→ Task to carry out: Using the records below, copy out exactly the line that contains "# pin one keypoint for each instance of the recessed" and every line that follows it, up to and including the last, and no others.

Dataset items
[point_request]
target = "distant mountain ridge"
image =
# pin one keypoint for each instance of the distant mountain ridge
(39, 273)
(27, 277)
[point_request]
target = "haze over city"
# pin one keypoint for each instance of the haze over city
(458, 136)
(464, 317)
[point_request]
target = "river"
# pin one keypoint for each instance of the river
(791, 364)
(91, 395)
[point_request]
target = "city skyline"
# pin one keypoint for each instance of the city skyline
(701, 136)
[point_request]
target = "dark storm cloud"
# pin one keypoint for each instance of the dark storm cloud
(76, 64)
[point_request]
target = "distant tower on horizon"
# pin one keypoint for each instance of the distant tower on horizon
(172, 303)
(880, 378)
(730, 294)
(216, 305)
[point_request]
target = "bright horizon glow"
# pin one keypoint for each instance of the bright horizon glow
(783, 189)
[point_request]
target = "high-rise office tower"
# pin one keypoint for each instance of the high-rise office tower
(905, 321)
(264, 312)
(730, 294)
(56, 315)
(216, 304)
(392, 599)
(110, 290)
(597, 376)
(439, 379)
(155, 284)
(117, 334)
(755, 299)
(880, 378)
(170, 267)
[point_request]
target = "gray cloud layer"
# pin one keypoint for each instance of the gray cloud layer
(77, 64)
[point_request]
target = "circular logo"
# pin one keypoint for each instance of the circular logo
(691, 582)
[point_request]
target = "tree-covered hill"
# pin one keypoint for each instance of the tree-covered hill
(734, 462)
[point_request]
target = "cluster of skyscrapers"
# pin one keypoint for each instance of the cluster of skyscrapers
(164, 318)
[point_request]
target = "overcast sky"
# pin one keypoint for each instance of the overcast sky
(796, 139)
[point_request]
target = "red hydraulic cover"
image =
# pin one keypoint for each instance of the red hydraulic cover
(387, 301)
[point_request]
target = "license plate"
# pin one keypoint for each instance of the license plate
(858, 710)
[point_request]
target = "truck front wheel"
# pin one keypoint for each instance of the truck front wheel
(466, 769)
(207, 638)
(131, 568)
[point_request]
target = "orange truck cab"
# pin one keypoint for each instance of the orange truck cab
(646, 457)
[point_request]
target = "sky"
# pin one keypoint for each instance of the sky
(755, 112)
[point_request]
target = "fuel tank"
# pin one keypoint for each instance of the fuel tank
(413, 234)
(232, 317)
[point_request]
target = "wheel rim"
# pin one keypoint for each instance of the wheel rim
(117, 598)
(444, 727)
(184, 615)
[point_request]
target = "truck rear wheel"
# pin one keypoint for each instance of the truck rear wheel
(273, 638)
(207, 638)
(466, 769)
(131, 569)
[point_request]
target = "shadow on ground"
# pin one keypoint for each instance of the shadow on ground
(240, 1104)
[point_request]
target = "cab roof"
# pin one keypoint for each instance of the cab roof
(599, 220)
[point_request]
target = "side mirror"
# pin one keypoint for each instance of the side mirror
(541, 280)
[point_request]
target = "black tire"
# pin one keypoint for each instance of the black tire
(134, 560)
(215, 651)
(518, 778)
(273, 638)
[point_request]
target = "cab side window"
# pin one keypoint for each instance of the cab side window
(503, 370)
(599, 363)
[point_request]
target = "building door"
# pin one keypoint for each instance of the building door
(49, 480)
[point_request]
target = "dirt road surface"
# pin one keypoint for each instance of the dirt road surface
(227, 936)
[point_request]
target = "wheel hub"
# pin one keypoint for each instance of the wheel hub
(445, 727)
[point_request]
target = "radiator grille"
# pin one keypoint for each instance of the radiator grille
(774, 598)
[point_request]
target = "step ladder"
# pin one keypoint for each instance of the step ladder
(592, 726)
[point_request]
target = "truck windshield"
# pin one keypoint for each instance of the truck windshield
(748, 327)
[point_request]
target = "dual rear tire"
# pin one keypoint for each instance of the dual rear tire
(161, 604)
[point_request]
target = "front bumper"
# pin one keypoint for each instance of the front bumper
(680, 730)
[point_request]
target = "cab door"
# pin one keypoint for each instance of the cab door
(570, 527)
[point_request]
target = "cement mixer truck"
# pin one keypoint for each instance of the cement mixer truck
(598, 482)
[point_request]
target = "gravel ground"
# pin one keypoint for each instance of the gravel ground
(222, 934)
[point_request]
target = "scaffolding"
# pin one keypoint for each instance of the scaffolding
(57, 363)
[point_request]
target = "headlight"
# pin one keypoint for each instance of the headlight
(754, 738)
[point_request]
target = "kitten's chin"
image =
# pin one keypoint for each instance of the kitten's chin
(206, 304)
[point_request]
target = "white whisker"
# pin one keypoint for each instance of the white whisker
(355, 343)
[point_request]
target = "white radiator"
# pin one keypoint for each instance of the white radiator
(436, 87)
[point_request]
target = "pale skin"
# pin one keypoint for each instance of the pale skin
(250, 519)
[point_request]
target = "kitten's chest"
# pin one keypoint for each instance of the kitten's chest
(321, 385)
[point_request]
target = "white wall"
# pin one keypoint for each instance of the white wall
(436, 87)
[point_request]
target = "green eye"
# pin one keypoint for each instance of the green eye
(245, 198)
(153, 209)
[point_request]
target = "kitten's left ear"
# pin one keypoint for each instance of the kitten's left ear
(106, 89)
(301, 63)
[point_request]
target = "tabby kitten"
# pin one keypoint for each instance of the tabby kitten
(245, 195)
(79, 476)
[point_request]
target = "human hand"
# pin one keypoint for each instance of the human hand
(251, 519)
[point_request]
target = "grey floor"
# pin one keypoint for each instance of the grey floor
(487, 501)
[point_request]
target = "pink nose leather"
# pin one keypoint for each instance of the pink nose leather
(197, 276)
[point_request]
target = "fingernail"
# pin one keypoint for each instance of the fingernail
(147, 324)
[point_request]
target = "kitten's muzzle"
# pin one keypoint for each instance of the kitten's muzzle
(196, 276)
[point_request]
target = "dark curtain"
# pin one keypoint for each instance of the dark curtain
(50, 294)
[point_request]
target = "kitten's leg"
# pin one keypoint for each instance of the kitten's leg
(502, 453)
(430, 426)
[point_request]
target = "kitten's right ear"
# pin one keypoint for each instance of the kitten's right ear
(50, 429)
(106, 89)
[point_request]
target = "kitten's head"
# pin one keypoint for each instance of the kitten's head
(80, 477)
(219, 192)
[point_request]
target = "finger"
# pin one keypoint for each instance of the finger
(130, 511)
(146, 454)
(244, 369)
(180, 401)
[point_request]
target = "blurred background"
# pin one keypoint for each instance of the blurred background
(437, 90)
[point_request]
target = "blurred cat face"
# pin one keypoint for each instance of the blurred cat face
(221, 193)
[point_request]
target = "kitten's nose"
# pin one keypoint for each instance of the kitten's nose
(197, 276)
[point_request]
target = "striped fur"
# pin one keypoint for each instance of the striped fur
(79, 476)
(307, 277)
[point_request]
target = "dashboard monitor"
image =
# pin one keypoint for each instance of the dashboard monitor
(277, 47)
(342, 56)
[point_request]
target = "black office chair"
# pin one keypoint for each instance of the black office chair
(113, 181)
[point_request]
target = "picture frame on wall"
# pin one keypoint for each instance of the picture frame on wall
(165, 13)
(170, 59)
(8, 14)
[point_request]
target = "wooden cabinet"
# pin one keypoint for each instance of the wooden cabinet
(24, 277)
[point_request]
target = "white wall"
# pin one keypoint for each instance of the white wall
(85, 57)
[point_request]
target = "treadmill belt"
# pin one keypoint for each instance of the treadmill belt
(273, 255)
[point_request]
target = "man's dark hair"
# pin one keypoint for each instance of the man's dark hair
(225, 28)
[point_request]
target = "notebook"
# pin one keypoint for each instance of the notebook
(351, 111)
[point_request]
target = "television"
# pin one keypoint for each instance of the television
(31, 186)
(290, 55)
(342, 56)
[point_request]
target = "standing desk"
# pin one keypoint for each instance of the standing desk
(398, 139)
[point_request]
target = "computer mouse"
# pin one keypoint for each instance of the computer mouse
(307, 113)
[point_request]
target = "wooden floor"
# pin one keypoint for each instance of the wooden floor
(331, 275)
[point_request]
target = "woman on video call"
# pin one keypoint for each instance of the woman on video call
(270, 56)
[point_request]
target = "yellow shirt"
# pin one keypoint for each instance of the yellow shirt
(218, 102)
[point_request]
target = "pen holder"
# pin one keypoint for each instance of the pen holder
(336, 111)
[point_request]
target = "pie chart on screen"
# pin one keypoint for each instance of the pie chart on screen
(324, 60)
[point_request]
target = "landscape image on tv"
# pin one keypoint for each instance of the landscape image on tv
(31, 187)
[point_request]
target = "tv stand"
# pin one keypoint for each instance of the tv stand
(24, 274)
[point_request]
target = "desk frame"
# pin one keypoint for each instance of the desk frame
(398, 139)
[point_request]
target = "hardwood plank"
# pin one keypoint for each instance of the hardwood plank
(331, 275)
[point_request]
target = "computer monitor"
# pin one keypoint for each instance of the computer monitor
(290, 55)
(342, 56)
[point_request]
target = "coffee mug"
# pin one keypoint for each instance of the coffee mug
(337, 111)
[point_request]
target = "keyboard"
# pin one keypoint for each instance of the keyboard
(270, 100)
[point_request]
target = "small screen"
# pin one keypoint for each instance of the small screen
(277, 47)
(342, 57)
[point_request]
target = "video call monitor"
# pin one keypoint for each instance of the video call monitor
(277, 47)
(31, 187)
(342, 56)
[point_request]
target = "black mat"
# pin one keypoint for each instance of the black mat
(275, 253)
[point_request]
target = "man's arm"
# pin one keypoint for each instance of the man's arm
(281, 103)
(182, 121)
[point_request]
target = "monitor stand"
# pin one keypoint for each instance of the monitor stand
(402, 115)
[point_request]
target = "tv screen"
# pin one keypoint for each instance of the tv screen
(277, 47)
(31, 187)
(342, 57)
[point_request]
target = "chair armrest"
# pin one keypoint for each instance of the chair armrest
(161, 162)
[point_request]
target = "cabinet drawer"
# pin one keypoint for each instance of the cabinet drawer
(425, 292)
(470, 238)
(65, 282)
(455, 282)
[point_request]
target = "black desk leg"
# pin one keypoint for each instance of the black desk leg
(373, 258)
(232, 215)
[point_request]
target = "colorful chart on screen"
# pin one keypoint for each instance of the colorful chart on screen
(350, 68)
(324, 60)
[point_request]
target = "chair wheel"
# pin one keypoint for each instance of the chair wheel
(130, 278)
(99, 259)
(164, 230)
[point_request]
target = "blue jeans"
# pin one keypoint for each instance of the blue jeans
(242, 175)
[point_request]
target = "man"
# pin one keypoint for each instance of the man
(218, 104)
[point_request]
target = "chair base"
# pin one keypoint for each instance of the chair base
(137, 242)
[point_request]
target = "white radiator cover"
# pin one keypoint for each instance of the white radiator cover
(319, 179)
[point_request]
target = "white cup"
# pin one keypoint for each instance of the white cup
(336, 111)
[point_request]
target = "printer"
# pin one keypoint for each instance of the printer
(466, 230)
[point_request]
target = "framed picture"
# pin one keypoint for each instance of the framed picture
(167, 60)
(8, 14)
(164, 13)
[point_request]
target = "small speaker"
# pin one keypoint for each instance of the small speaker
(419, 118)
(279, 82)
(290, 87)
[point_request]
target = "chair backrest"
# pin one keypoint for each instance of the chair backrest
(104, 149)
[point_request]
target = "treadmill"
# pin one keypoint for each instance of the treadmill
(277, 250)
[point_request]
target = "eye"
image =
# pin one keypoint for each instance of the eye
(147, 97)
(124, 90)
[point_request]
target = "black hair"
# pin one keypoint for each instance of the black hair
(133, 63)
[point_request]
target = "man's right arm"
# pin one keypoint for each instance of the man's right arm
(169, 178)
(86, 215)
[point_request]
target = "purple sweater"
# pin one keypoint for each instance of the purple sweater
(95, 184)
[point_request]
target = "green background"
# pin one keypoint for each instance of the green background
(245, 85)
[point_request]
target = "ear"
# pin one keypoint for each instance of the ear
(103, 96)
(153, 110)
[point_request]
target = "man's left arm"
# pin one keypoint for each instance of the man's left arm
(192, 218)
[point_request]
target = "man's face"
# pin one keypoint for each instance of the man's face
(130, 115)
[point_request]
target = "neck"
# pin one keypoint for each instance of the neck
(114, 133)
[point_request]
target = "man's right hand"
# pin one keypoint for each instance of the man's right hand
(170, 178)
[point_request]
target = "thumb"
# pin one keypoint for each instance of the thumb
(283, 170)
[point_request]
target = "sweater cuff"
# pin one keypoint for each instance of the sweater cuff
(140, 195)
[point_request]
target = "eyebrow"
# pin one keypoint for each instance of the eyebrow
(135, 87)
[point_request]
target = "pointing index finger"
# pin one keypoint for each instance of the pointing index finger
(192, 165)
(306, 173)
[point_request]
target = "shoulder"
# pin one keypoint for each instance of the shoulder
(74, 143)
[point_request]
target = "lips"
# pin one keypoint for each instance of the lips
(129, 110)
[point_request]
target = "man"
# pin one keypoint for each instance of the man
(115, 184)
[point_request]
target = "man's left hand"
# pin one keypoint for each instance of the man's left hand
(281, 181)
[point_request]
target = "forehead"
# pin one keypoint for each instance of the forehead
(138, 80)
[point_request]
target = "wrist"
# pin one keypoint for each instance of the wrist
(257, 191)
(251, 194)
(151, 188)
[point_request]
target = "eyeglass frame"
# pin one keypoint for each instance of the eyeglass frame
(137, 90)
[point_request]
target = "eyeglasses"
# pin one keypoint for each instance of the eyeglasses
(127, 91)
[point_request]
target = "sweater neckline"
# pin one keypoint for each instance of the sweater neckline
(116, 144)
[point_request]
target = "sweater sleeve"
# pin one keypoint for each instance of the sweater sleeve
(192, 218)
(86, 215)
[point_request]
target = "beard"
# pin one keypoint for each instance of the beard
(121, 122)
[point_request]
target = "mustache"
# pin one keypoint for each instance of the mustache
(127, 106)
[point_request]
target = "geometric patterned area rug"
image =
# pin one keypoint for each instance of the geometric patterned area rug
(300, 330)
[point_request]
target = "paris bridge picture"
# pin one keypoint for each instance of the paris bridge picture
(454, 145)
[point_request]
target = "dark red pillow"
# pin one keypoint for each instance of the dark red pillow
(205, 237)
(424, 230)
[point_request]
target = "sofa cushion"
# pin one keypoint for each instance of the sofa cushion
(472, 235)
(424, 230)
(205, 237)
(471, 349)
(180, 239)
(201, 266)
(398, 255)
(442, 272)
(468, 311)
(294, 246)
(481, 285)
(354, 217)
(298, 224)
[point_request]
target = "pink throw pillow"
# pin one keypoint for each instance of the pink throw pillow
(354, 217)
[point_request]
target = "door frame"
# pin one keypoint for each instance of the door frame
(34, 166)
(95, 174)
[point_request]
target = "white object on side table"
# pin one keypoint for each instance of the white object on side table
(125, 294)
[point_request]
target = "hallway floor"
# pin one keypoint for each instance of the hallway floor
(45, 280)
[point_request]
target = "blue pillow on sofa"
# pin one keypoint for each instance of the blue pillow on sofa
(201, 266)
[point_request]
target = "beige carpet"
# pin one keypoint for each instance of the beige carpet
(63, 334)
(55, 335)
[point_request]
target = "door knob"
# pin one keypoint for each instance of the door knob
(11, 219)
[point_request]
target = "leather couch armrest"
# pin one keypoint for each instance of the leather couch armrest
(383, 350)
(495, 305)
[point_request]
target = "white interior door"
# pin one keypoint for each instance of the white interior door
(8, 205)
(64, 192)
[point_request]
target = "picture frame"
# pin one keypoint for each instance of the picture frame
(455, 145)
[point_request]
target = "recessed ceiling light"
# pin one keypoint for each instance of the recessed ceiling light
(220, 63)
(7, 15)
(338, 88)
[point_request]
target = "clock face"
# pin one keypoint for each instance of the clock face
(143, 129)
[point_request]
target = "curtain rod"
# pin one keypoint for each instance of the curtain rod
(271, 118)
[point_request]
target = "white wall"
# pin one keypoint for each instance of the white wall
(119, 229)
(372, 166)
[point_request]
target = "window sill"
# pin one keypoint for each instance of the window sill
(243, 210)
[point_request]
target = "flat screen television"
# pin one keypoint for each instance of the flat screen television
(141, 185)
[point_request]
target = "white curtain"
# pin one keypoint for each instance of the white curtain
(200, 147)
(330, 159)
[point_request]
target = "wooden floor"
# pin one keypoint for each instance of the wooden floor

→ Exercise solution:
# pin one keypoint for each instance of the recessed ceiling light
(220, 63)
(7, 15)
(338, 88)
[point_request]
target = "clock face"
# pin one keypoint for each instance of the clock face
(143, 129)
[point_request]
target = "curtain rod"
# pin one keypoint for each instance of the curtain rod
(271, 118)
[point_request]
target = "white wall"
# pin one keypoint for each instance of the white wall
(119, 229)
(372, 166)
[point_request]
target = "window sill"
# pin one keypoint for each instance of the window sill
(243, 210)
[point_request]
target = "flat screen television"
# pin one keypoint for each instance of the flat screen television
(141, 185)
[point_request]
target = "white curtain"
# pin one keypoint for each instance of the white curtain
(200, 147)
(330, 159)
[point_request]
target = "wooden floor"
# pin one keypoint for each instance of the wooden floor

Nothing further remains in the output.